▶ **TEXT**:
----

Anyway. Here’s where I am these days:
AI’s potential to transform society as a whole has been talked about nonstop for at least three years. And so far, the main thing we have to show for that are porn bots and data centers.
There is a concerted ongoing effort to lie to people about what AI is and is not doing right now. Ross Douthat is one of my heroes, but even he got bait and switched by what appeared to be a community of sentient AI bots but was actually a clever simulation run by humans in real time. It’s impossible for 99% of people to verify the claims they’re seeing, and the people making those claims know this.
There is a difference between what AI can do and what AI will do. It’s fine to be a fan of AI can do. It’s fine to think these abilities will grow and spread in significant ways. But that’s different than confidently telling people that the CPU will give birth any minute now.
What AI takes away will always be harder to express than what it adds. What it adds is material and instant. What it takes away is invisible and immeasurable (you cannot quantify the thinking you didn’t do or the conversations you didn’t have).

----

▶ **WHAT TO DO**: According to the text on AI, what is the main thing there is to show so far for all the talk about AI transforming society? Answer from the text on AI alone.

----

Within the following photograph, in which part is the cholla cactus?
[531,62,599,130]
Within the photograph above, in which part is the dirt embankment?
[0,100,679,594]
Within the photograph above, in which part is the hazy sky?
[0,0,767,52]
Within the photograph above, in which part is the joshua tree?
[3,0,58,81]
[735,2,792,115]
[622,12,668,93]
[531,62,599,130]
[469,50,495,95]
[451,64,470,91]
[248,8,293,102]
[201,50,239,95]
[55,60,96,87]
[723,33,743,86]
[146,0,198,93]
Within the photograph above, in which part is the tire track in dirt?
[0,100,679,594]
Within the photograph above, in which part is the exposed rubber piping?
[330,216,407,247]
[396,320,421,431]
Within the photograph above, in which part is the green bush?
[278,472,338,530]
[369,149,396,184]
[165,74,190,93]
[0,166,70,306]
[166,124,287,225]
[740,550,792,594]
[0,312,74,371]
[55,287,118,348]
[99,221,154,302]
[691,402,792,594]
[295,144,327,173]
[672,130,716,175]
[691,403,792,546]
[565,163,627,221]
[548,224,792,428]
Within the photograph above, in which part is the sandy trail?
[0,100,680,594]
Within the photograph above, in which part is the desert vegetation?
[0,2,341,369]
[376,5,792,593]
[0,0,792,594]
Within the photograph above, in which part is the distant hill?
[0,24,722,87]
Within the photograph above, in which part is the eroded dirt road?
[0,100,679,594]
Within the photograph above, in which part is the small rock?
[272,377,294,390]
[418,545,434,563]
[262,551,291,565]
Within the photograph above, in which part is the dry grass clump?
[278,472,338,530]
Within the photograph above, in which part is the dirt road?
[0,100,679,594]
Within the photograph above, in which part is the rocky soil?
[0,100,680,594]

----

▶ **RESPONSE TO THE EXERCISE**: Porn bots and data centers.